→ **SCHRIFTLICHE AUFGABE 1**: Woran erinnert das Design des MK-319 laut dem Textauszug über Oktava-Mikrofone?
→ **SCHRIFTLICHE AUFGABE 2**: Gib einen Abschnitt aus dem Textauszug über Oktava-Mikrofone wortgetreu aus. Beginne bei den Worten "Die Schwachpunkte der" und höre nach den Worten "auf elektronischer Seite." auf.

→ **TEXTAUSZUG**:
————
Die Schwachpunkte der MK-219-Gehäusekonstruktion waren auch der Ausgangspunkt für die Entwicklung des MK-319. Letzteres kommt in einem traditionelleren Design, das grob an ein verkleinertes Neumann U47 erinnert. Der Mikrofonkorb ist akustisch offener als der des MK-219, allerdings besteht das Gehäuse immer noch aus Leichtmetall und ist immer noch etwas resonant. An beiden Mikros gibt es zudem einige verbesserungswürdige Details auf elektronischer Seite.
Trotzdem klingen die beiden Mikros auch unmodifiziert wirklich nicht übel; ihre Stärken liegen vor allem bei Gesang und Sprache. Typisch für Oktava-Mikrofone sind die vollen Mitten, ein runder, aber nicht überbetonter Bass sowie ein geschmackvoll abgestimmter Präsenzbereich, der Stimmen zu Durchsetzungskraft verhilft, ohne dabei harsch zu werden wie man es von manchen Fernostmikros kennt.
Die Exemplarschwankungen dieser mit 119 bzw. 139 Euro sehr günstigen Oktavas sind recht hoch, andererseits ist es durchaus drin, ein besonders gut klingendes Exemplar zu ergattern, das es mit deutlich teureren Mikros aufnehmen kann. Ziel der im Folgenden vorgestellten Modifikationen ist es, dem Mikro zu einem etwas offeneren, detailreicheren Klang zu verhelfen.
————
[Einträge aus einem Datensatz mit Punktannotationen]
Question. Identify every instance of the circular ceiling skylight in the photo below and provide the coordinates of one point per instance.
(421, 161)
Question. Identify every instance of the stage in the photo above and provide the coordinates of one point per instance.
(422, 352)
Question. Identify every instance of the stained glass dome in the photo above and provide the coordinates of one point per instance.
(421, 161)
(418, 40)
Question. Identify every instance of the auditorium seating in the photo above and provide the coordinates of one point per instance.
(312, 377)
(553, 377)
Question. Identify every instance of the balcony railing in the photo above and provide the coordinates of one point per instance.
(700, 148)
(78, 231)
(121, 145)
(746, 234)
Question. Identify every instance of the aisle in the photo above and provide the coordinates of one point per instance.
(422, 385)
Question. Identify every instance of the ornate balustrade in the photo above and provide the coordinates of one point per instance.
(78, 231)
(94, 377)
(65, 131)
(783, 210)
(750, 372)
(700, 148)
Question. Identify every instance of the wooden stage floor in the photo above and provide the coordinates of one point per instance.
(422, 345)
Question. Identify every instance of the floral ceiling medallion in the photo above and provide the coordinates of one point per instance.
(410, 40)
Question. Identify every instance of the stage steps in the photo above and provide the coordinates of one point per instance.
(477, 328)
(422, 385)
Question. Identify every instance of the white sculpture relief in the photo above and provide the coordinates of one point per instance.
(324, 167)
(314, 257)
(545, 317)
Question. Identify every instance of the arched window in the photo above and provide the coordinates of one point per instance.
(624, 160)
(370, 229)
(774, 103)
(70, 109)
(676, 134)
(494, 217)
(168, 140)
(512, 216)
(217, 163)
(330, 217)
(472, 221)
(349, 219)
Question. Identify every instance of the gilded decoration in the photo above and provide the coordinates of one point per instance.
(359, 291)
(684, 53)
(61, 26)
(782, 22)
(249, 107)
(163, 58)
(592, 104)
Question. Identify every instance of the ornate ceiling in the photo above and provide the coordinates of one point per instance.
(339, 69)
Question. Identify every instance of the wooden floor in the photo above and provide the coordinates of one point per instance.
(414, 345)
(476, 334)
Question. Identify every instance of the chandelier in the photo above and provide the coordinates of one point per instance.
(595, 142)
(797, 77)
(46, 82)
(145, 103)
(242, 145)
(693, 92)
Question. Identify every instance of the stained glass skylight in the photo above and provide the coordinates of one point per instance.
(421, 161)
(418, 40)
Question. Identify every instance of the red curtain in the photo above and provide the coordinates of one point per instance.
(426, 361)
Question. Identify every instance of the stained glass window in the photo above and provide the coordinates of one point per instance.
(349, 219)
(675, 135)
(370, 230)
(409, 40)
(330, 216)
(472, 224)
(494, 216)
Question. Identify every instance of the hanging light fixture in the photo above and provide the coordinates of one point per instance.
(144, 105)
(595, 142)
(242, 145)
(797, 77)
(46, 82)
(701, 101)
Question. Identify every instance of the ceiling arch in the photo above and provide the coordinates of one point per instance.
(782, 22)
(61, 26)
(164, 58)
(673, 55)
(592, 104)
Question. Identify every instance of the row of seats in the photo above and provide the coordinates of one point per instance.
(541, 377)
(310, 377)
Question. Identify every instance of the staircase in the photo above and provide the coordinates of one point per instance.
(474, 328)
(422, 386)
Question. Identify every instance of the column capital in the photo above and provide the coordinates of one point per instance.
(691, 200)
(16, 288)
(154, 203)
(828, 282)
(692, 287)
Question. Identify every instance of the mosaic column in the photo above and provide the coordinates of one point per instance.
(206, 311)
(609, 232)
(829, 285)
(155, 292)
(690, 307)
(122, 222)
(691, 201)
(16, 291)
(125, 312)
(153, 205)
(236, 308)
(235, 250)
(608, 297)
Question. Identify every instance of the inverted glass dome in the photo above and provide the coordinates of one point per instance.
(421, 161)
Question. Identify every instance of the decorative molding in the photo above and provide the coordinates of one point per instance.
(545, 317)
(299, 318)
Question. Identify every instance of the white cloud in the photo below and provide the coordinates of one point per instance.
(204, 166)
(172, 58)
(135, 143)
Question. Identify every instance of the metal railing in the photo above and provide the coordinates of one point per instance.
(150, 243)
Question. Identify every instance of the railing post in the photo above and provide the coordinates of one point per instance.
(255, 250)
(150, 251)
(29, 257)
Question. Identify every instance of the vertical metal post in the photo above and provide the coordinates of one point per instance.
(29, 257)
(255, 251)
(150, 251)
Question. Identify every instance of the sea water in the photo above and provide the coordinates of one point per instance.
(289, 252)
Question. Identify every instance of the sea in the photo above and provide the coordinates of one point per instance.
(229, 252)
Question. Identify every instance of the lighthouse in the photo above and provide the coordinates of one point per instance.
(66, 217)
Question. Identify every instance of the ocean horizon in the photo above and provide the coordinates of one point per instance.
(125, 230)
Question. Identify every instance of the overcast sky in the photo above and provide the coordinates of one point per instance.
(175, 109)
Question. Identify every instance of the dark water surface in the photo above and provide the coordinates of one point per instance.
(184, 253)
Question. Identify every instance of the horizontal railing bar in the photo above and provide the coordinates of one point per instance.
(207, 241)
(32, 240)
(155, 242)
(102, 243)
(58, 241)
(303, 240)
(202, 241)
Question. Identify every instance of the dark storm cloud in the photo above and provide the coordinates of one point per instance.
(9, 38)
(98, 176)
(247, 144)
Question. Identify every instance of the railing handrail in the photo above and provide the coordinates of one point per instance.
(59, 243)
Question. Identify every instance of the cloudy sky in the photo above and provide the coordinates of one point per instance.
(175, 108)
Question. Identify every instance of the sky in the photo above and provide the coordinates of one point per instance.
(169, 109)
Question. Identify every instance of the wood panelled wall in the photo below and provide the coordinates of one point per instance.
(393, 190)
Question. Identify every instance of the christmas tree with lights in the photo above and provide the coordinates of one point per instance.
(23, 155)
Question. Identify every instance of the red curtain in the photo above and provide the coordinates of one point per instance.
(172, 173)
————
→ **VOLLSTÄNDIGE ANTWORT 1**: Grob an ein verkleinertes Neumann U47.

→ **VOLLSTÄNDIGE ANTWORT 2**:
Die Schwachpunkte der MK-219-Gehäusekonstruktion waren auch der Ausgangspunkt für die Entwicklung des MK-319. Letzteres kommt in einem traditionelleren Design, das grob an ein verkleinertes Neumann U47 erinnert. Der Mikrofonkorb ist akustisch offener als der des MK-219, allerdings besteht das Gehäuse immer noch aus Leichtmetall und ist immer noch etwas resonant. An beiden Mikros gibt es zudem einige verbesserungswürdige Details auf elektronischer Seite.